▶ Problem description:
Output the whole listing again, exactly as it reads.

▶ Source records:
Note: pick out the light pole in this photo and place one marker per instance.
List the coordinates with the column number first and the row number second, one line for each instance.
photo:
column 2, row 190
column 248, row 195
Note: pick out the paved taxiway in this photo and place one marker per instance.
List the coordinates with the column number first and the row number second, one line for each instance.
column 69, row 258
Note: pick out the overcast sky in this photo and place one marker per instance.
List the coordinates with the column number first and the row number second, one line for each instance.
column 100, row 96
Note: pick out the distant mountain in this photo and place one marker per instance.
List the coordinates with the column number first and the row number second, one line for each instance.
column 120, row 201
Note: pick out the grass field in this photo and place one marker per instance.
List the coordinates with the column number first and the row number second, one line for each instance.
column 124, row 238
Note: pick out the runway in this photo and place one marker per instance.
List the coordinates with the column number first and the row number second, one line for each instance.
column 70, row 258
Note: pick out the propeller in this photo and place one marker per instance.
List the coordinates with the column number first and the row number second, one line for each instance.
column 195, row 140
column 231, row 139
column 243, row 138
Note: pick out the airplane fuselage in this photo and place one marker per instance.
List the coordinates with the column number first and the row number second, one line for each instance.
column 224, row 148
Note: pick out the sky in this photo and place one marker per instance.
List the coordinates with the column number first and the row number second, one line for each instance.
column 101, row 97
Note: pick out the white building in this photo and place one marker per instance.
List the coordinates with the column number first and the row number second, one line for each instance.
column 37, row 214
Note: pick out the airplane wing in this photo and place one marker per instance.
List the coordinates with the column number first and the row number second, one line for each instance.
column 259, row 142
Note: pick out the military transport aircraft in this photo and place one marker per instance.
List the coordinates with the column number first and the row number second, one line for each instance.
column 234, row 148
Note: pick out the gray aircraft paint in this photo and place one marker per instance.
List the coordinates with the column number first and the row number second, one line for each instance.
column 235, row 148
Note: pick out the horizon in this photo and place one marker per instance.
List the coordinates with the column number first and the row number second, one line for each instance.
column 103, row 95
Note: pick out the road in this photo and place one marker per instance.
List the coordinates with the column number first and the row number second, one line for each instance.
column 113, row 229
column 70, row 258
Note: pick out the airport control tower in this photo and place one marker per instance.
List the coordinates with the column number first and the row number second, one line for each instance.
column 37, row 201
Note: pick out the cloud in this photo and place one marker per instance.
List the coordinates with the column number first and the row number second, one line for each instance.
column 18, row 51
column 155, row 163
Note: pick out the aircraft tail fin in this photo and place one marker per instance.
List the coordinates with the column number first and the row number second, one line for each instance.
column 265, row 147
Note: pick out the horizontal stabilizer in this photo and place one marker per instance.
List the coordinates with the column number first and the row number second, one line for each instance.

▶ Reply:
Note: pick out the light pole in this photo and place one marker per instance.
List the coordinates with the column number first and the row number second, one line for each instance.
photo:
column 2, row 190
column 248, row 195
Note: pick out the paved taxiway in this photo and place one marker per instance.
List the coordinates with the column number first and the row number second, one line for each instance.
column 69, row 258
Note: pick out the overcast sky in this photo and place one marker per instance.
List the coordinates with the column number first and the row number second, one line for each instance.
column 100, row 96
Note: pick out the distant mountain in this photo and place one marker per instance.
List the coordinates with the column number first and the row number second, one line for each instance.
column 120, row 201
Note: pick out the grass field in this photo and place one marker per instance.
List the coordinates with the column number first and the row number second, one line for each instance.
column 124, row 238
Note: pick out the runway in this photo and place one marker per instance.
List the coordinates with the column number first and the row number second, one line for each instance.
column 70, row 258
Note: pick out the propeller in this photo and place one marker per instance.
List the coordinates with the column number first and the row number second, one line for each instance.
column 195, row 140
column 231, row 139
column 243, row 138
Note: pick out the airplane fuselage in this photo and place one marker per instance.
List the coordinates with the column number first and the row number second, one line for each instance.
column 224, row 148
Note: pick out the sky in this photo and place one marker per instance.
List the coordinates with the column number first and the row number second, one line for each instance.
column 101, row 97
Note: pick out the white building in this photo and place one marker per instance.
List the coordinates with the column number first and the row number second, one line for each instance.
column 37, row 214
Note: pick out the airplane wing in this photo and place one marker per instance.
List the coordinates with the column number first and the row number second, one line for each instance.
column 259, row 142
Note: pick out the military transport aircraft in this photo and place one marker per instance.
List the coordinates with the column number first and the row number second, one line for each instance.
column 234, row 148
Note: pick out the gray aircraft paint in this photo and place one marker per instance.
List the coordinates with the column number first and the row number second, one line for each instance.
column 235, row 148
Note: pick out the horizon in this photo and place one marker per instance.
List the coordinates with the column number first and the row number second, one line for each instance.
column 103, row 95
Note: pick out the road in this photo and place one marker per instance.
List the coordinates with the column number first and the row number second, one line for each instance.
column 113, row 229
column 70, row 258
Note: pick out the airport control tower in this photo and place one marker per instance.
List the coordinates with the column number first and the row number second, one line for each instance.
column 37, row 201
Note: pick out the cloud in this photo and place one marker per instance.
List the coordinates with the column number first and the row number second, one line for each instance.
column 18, row 51
column 155, row 163
Note: pick out the aircraft tail fin in this photo and place one marker per instance.
List the coordinates with the column number first and the row number second, one line for each instance.
column 265, row 147
Note: pick out the horizontal stabilizer in this photo and place one marker per instance.
List the coordinates with the column number first and the row number second, one line for each instance.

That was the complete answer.